▸ **Requirements**
A. Answer these questions from the passage on checking for odd numbers.
(i) What binary form does the passage give for 13?
(ii) What other name does the passage use for the lowest bit?
(iii) According to the comment in the function, what does a result of 1 mean?
B. Write out the part of the passage on checking for odd numbers that begins at the words "I am working" and stops after "actually are doing.".

▸ **Passage given**
((
I am working on some legacy code where I came across the following function:
function is_odd($number) {
return $number & 1; // 0 = even, 1 = odd
}
I have never seen a method to check if a number is odd written like that before and am just trying to understand what they actually are doing.
& is a bitwise-and, it basically works so that for every bit that is 1 in both operands, it yields 1 in the resulting value and 0 for all other bits. If you convert any number to its bit representation, you quickly see that it's the lowest bit that determines whether a number is even or odd, for example:
5 = 101
10 = 1010
13 = 1101
1030 = 10000000110
The lowest bit (the one on the very right, also called the least significant bit) is 1 for every odd number and 0 for every even number. Doing $n & 1 will always yield 0 for every other bit than the lowest bit (because the number 1 only has one bit, you can imagine that the rest of the bits are left-padded with 0 to match the length of the other operand). So basically the operation boils down to comparing the lowest bit of the operands, and 1 & 1 is 1, all other combinations are 0. So basically when the $n & 1 yields 1, it means the number is odd, otherwise it's even.
))
Segmentation labeling entries
((
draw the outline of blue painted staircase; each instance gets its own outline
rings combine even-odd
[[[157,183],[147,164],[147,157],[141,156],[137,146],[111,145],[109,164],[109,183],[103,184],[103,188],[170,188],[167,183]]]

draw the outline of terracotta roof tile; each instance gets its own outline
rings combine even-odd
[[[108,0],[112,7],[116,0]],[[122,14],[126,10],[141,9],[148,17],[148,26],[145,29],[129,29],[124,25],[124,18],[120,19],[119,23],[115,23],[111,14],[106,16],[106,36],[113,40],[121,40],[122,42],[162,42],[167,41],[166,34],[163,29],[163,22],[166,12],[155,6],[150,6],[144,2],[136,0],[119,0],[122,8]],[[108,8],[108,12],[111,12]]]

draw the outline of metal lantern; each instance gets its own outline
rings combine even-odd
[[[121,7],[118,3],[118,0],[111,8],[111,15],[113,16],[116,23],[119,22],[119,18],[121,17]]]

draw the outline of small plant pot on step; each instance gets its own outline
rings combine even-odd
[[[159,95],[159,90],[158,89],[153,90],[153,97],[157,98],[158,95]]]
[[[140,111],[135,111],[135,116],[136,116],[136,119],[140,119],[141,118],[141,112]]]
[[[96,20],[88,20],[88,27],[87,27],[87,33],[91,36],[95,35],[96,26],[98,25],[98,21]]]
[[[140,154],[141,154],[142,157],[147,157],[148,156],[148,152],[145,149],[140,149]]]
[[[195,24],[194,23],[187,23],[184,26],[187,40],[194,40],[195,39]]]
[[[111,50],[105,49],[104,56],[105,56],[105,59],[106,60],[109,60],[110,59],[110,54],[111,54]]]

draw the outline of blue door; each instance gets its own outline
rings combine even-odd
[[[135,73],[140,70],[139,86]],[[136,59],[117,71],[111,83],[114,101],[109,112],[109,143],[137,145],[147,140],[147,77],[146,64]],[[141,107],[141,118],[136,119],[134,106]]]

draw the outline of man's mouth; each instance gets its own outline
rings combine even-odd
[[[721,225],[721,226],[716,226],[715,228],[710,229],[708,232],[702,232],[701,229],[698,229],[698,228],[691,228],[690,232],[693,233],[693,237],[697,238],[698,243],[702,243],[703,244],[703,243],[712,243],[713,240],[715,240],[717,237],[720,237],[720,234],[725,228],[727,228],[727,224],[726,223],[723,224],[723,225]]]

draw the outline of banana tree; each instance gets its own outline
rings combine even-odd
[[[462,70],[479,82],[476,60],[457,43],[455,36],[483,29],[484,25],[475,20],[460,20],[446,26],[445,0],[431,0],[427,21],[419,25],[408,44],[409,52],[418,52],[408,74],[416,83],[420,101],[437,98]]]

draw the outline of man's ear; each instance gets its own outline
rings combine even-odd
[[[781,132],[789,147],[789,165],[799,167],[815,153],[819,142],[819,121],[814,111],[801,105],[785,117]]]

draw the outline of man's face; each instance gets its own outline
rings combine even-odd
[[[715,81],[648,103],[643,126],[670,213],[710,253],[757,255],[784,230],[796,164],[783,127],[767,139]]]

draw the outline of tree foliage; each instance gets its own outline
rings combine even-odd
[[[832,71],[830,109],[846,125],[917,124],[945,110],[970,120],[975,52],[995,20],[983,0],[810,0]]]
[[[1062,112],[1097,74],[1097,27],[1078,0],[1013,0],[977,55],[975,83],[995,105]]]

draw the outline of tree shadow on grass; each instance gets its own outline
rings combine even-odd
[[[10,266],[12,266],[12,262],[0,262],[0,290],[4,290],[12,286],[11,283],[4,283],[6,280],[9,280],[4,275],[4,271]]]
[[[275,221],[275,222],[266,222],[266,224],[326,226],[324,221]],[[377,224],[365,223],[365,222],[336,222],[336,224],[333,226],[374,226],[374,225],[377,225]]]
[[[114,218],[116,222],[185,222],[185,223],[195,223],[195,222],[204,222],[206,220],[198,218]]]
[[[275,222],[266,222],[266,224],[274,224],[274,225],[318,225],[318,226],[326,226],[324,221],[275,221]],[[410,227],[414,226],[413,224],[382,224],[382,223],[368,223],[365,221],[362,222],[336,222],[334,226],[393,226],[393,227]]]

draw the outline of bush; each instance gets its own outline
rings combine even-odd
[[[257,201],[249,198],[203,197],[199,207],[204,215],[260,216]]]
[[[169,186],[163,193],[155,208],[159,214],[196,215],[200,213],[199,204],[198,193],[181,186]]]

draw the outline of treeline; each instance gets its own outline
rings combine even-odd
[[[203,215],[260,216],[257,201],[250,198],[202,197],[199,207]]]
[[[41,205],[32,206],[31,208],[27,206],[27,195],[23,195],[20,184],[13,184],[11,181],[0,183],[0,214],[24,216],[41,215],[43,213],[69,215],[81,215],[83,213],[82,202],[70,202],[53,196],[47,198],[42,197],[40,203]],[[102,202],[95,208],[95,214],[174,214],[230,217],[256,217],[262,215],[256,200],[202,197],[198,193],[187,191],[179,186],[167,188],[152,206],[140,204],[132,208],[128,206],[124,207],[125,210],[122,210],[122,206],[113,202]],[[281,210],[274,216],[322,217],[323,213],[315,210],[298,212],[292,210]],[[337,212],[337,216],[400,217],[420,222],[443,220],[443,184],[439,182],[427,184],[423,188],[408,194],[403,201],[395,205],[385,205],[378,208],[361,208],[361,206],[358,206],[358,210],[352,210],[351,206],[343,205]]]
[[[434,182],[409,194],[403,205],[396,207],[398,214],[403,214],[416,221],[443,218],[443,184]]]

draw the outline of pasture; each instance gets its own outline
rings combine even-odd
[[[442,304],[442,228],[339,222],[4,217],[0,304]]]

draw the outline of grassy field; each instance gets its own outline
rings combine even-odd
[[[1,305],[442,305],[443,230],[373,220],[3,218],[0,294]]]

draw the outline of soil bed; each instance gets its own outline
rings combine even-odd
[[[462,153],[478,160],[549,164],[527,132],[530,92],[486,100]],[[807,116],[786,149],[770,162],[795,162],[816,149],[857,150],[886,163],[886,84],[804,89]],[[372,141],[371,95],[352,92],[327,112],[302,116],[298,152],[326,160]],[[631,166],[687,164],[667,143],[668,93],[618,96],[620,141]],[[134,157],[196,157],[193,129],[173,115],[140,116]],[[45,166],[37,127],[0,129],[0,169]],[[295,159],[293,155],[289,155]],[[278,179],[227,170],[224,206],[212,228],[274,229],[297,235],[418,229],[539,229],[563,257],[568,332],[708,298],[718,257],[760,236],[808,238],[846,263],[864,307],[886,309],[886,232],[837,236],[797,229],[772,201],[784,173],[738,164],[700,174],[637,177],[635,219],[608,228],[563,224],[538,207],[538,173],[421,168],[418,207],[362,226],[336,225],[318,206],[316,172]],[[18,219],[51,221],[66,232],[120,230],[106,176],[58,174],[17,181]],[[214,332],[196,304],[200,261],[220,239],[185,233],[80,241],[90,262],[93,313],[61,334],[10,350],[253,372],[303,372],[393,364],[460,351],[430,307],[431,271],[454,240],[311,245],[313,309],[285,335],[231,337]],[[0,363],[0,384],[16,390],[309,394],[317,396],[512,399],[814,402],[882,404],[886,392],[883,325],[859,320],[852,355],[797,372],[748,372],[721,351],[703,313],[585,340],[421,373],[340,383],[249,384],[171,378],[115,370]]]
))
▸ **Solved problems**
A.
(i) 1101
(ii) The least significant bit
(iii) The number is odd.

B.
I am working on some legacy code where I came across the following function:
function is_odd($number) {
return $number & 1; // 0 = even, 1 = odd
}
I have never seen a method to check if a number is odd written like that before and am just trying to understand what they actually are doing.